*Your objective*:
In the listing below, copy the lines from the one containing "- **Query:** distant tree line" through the end of the listing, putting "leaves" in place of "foliage" and leaving everything else untouched.

*Input rows*:
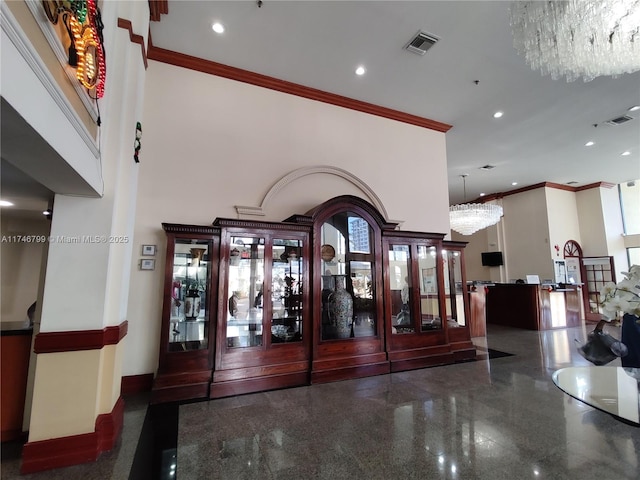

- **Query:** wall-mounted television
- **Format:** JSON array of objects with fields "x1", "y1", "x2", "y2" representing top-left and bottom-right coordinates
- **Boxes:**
[{"x1": 482, "y1": 252, "x2": 504, "y2": 267}]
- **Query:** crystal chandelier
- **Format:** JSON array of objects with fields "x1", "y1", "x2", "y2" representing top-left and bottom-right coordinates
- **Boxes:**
[
  {"x1": 449, "y1": 175, "x2": 502, "y2": 235},
  {"x1": 510, "y1": 0, "x2": 640, "y2": 82}
]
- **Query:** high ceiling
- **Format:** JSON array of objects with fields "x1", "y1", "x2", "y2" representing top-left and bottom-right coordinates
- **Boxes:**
[{"x1": 151, "y1": 0, "x2": 640, "y2": 203}]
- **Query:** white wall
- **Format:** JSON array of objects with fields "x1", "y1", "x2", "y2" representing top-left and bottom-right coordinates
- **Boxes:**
[
  {"x1": 0, "y1": 216, "x2": 50, "y2": 323},
  {"x1": 544, "y1": 187, "x2": 582, "y2": 260},
  {"x1": 124, "y1": 61, "x2": 449, "y2": 375}
]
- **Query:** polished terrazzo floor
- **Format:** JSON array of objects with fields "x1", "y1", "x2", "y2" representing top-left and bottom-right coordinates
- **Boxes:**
[{"x1": 2, "y1": 325, "x2": 640, "y2": 480}]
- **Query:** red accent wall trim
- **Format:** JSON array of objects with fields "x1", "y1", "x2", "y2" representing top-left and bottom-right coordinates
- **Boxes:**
[
  {"x1": 120, "y1": 373, "x2": 153, "y2": 395},
  {"x1": 149, "y1": 0, "x2": 169, "y2": 22},
  {"x1": 118, "y1": 18, "x2": 149, "y2": 69},
  {"x1": 147, "y1": 43, "x2": 451, "y2": 132},
  {"x1": 20, "y1": 397, "x2": 124, "y2": 474},
  {"x1": 33, "y1": 320, "x2": 129, "y2": 353}
]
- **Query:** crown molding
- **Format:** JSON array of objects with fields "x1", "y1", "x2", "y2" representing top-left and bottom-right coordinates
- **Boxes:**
[{"x1": 147, "y1": 42, "x2": 452, "y2": 133}]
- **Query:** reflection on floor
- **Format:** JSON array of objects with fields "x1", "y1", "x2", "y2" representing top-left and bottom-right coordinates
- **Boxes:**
[{"x1": 2, "y1": 325, "x2": 640, "y2": 480}]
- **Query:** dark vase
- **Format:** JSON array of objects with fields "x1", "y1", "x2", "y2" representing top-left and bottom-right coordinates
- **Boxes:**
[
  {"x1": 620, "y1": 313, "x2": 640, "y2": 368},
  {"x1": 329, "y1": 275, "x2": 353, "y2": 338}
]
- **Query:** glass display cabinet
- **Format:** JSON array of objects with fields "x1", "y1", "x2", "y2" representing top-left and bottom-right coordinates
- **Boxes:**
[
  {"x1": 210, "y1": 219, "x2": 310, "y2": 398},
  {"x1": 152, "y1": 195, "x2": 476, "y2": 403},
  {"x1": 151, "y1": 223, "x2": 220, "y2": 403},
  {"x1": 307, "y1": 196, "x2": 393, "y2": 383}
]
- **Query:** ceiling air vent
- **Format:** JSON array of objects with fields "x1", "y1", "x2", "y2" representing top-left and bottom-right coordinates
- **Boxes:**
[
  {"x1": 604, "y1": 115, "x2": 633, "y2": 127},
  {"x1": 404, "y1": 32, "x2": 440, "y2": 55}
]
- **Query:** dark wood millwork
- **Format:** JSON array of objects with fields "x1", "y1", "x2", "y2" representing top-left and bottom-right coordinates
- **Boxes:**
[
  {"x1": 299, "y1": 195, "x2": 395, "y2": 383},
  {"x1": 210, "y1": 219, "x2": 312, "y2": 398},
  {"x1": 469, "y1": 285, "x2": 487, "y2": 338},
  {"x1": 151, "y1": 223, "x2": 220, "y2": 403},
  {"x1": 147, "y1": 46, "x2": 451, "y2": 132},
  {"x1": 487, "y1": 283, "x2": 582, "y2": 330},
  {"x1": 383, "y1": 231, "x2": 476, "y2": 371},
  {"x1": 152, "y1": 195, "x2": 475, "y2": 402}
]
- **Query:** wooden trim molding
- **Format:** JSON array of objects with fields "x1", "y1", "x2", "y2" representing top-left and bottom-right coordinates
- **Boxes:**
[
  {"x1": 33, "y1": 320, "x2": 129, "y2": 354},
  {"x1": 574, "y1": 182, "x2": 617, "y2": 192},
  {"x1": 476, "y1": 182, "x2": 616, "y2": 203},
  {"x1": 147, "y1": 44, "x2": 451, "y2": 133},
  {"x1": 20, "y1": 397, "x2": 124, "y2": 474},
  {"x1": 120, "y1": 373, "x2": 153, "y2": 395},
  {"x1": 149, "y1": 0, "x2": 169, "y2": 22},
  {"x1": 118, "y1": 18, "x2": 149, "y2": 70}
]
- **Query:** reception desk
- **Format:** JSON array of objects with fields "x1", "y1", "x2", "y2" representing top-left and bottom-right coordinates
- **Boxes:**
[{"x1": 486, "y1": 283, "x2": 582, "y2": 330}]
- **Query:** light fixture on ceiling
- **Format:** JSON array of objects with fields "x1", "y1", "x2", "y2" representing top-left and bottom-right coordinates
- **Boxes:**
[
  {"x1": 449, "y1": 174, "x2": 502, "y2": 235},
  {"x1": 510, "y1": 0, "x2": 640, "y2": 82}
]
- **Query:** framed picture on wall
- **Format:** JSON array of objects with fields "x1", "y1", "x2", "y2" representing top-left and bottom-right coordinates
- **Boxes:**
[{"x1": 140, "y1": 258, "x2": 156, "y2": 270}]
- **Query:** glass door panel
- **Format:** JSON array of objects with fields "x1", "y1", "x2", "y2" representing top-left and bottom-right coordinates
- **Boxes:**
[
  {"x1": 418, "y1": 245, "x2": 442, "y2": 332},
  {"x1": 169, "y1": 239, "x2": 211, "y2": 352},
  {"x1": 320, "y1": 212, "x2": 376, "y2": 340},
  {"x1": 442, "y1": 250, "x2": 466, "y2": 328},
  {"x1": 271, "y1": 239, "x2": 304, "y2": 343},
  {"x1": 347, "y1": 261, "x2": 376, "y2": 338},
  {"x1": 389, "y1": 245, "x2": 416, "y2": 334},
  {"x1": 227, "y1": 237, "x2": 265, "y2": 348}
]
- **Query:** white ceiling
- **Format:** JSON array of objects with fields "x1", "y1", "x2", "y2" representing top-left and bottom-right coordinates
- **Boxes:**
[
  {"x1": 0, "y1": 0, "x2": 640, "y2": 219},
  {"x1": 151, "y1": 0, "x2": 640, "y2": 203}
]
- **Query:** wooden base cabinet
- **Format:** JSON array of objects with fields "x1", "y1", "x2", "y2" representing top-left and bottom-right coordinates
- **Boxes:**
[
  {"x1": 151, "y1": 223, "x2": 220, "y2": 403},
  {"x1": 383, "y1": 231, "x2": 475, "y2": 372},
  {"x1": 153, "y1": 195, "x2": 475, "y2": 402},
  {"x1": 210, "y1": 219, "x2": 311, "y2": 398}
]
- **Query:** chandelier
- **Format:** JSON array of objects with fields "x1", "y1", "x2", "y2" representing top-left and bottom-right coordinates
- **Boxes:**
[
  {"x1": 510, "y1": 0, "x2": 640, "y2": 82},
  {"x1": 449, "y1": 175, "x2": 502, "y2": 235}
]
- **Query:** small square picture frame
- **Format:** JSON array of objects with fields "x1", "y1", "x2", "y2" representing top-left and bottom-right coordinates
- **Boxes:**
[{"x1": 140, "y1": 258, "x2": 156, "y2": 270}]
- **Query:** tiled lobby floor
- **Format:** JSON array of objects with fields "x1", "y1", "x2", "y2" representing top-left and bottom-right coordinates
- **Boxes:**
[{"x1": 1, "y1": 325, "x2": 640, "y2": 480}]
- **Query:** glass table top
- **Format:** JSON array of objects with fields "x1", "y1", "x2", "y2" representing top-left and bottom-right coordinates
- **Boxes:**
[{"x1": 553, "y1": 367, "x2": 640, "y2": 425}]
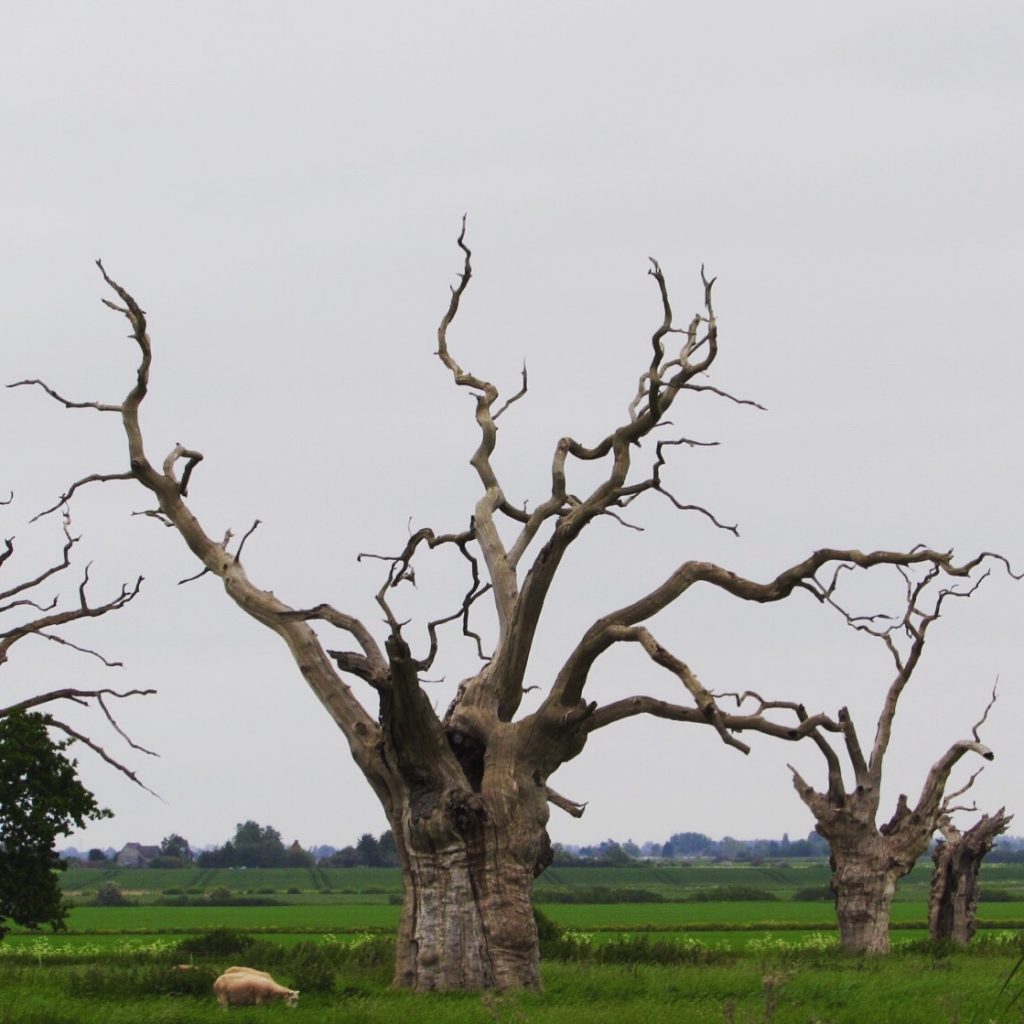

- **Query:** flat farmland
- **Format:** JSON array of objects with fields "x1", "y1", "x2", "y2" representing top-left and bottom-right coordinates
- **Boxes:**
[{"x1": 11, "y1": 895, "x2": 1024, "y2": 941}]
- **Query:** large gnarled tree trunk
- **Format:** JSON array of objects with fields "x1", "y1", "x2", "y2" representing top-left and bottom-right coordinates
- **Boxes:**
[
  {"x1": 23, "y1": 229, "x2": 1011, "y2": 990},
  {"x1": 928, "y1": 807, "x2": 1013, "y2": 946}
]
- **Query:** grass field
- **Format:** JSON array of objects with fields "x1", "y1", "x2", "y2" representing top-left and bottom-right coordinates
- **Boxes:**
[
  {"x1": 0, "y1": 956, "x2": 1020, "y2": 1024},
  {"x1": 0, "y1": 863, "x2": 1024, "y2": 1024}
]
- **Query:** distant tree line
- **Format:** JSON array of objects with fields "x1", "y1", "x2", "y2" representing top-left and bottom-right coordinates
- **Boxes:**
[
  {"x1": 554, "y1": 831, "x2": 828, "y2": 867},
  {"x1": 61, "y1": 821, "x2": 1024, "y2": 867},
  {"x1": 196, "y1": 821, "x2": 316, "y2": 867}
]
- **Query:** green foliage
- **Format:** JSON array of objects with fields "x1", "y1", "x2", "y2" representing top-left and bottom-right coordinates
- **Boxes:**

*Result of this task*:
- **Query:** distant tree line
- **Format:** JSON array of objects with fields "x1", "y1", "x2", "y2" representing top-left and bottom-right coordinates
- **Boxes:**
[
  {"x1": 554, "y1": 831, "x2": 828, "y2": 867},
  {"x1": 61, "y1": 821, "x2": 1024, "y2": 867},
  {"x1": 196, "y1": 821, "x2": 316, "y2": 867}
]
- **Query:** green leaves
- **Format:** JSON array of objects with fields "x1", "y1", "x2", "y2" representing top-left and bottom-right coordinates
- **Boxes:**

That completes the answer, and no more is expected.